Source excerpt:
-- begin --

Crime & Justice

Mothers, families of Colombia’s disappeared continue tireless struggle

By Irene Escudero

Bogota, Aug 30 (EFE).- Whether embroidering the names of the missing, marking the outlines of dead bodies on the street or lying on the ground in imitation of slain victims, the mothers and family members of tens of thousands of disappeared persons in Colombia seek new ways every day to demand justice and attempt to ascertain the whereabouts of their loved ones.

On Monday, the International Day of the Disappeared, a total of 6,402 students were expected to gather in this capital’s downtown Plaza de Bolivar, or one demonstrator for each of the so-called “false positives,” young men who were lured by the army from the slums of Bogota and other low-income areas of the country on the promise of well-paid jobs, only to be murdered in cold blood and presented as rebels killed in combat.

Instead, a group of just a few dozen mothers and some university students sympathetic to their cause congregated at this capital’s main square to bring attention to those killings.

-- end --

Work to complete:
• a. According to the article on Colombia's disappeared, how many students were expected to gather in Plaza de Bolivar on the International Day of the Disappeared?
• b. Write the next few paragraphs of the article on Colombia's disappeared, picking up after its final sentence.
The lines that come next have no connection to the article on Colombia's disappeared.

Records drawn from a data source

-- begin --

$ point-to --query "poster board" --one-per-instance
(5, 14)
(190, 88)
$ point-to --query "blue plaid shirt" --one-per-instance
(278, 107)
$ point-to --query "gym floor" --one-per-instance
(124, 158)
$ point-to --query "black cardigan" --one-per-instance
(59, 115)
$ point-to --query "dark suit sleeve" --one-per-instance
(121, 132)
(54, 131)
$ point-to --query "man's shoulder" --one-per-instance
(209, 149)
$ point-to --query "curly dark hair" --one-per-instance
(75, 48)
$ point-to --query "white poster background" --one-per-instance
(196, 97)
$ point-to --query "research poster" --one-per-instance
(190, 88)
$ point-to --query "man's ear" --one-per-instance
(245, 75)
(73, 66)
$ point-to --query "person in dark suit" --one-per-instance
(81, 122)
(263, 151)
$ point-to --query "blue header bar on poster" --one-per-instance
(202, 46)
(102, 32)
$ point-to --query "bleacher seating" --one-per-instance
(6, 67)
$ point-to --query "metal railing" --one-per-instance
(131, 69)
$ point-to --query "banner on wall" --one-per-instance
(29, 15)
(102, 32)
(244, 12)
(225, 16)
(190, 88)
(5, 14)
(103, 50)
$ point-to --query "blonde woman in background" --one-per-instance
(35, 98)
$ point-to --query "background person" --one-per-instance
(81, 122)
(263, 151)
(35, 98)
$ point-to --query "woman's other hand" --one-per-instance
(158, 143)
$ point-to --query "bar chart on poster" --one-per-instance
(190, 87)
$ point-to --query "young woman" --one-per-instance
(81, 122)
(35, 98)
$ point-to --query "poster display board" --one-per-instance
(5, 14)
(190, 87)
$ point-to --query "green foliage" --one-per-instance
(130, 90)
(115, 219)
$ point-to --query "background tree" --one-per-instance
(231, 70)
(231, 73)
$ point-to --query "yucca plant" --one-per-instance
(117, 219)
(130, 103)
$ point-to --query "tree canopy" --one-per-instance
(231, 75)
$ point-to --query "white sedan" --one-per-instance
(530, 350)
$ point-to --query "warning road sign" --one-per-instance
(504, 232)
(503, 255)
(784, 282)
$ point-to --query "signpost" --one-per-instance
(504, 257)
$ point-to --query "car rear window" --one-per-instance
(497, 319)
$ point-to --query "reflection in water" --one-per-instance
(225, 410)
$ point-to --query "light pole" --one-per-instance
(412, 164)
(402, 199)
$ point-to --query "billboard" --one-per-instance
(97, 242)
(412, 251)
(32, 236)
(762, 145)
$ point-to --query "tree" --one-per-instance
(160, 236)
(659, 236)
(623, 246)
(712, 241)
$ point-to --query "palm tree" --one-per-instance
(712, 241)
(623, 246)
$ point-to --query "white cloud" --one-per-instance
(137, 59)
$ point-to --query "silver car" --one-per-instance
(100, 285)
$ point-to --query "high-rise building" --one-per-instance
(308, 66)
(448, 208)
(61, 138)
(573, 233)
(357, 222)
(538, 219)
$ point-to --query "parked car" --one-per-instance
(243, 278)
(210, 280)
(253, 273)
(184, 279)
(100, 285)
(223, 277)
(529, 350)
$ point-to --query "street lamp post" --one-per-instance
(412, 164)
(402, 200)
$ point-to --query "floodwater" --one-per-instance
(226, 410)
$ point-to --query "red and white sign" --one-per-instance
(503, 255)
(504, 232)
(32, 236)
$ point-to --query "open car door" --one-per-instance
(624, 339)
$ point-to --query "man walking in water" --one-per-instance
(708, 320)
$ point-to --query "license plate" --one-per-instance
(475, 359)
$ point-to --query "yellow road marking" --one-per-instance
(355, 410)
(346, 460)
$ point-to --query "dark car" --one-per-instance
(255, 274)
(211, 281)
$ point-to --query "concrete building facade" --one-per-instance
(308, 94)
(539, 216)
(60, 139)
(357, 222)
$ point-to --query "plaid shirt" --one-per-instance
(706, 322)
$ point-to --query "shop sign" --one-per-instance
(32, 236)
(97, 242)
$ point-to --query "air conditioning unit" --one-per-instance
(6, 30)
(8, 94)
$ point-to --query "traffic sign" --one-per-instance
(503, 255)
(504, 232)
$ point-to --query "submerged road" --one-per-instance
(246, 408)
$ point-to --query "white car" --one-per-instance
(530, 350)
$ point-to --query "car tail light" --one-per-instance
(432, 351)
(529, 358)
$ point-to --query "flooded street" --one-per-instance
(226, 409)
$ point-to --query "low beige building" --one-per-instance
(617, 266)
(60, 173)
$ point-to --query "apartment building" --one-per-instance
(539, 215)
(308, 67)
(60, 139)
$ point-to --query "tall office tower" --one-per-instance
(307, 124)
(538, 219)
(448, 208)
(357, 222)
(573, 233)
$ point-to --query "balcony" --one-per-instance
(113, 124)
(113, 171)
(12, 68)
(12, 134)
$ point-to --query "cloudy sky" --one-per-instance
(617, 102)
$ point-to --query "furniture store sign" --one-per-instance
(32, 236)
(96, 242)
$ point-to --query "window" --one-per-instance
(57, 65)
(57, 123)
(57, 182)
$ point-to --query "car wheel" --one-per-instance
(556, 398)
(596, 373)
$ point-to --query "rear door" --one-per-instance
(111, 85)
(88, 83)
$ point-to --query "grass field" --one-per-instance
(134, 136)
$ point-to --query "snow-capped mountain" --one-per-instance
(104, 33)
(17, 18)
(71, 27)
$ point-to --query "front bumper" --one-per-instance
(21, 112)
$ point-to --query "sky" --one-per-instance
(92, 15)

-- end --

Exercise answers:
• a. A total of 6,402 students.

• b.
One of those slain young men was the son of Beatriz Mendez, Weimar Armando Castro, who left his home on June 20, 2004 (his mother clearly recalls that it was a Father’s Day) and never came back. His body later was found in southern Bogota following news reports about the killing of 12 guerrilla fighters by army soldiers.

His corpse was discovered – unlike thousands of others still lying in graves – with signs of torture and 59 gunshot wounds. Mendez, who has been seeking justice for 17 years – four of them while displaced from her home due to death threats -, now has her son’s face tattooed on her left arm, saying “no one will remove it from there.”

“Seeing (those women) who are searching, resisting, denouncing, so that their loved ones are not forgotten, what I feel is that it’s necessary in Colombia for the disappearance of people to be unequivocally rejected,” the director of the UBPD search unit for persons listed as disappeared, Luz Marina Monzon, told Efe.

“The fact that for the first time there’s an institution in Colombia exclusively dedicated to searching for the disappeared is a tool and something very valuable for those who’ve been carrying out this search alone for such a long time,” Monzon said.

More than one or two decades have gone by in many of these cases; since then, and above all in the past few years, more certainty has been generated in terms how many false positives there were and the whereabouts of the more than 80,000 people disappeared as a result of Colombia’s decades-old armed conflict (the highest in the Latin America region, according to figures from Colombia’s National Center for Historical Memory).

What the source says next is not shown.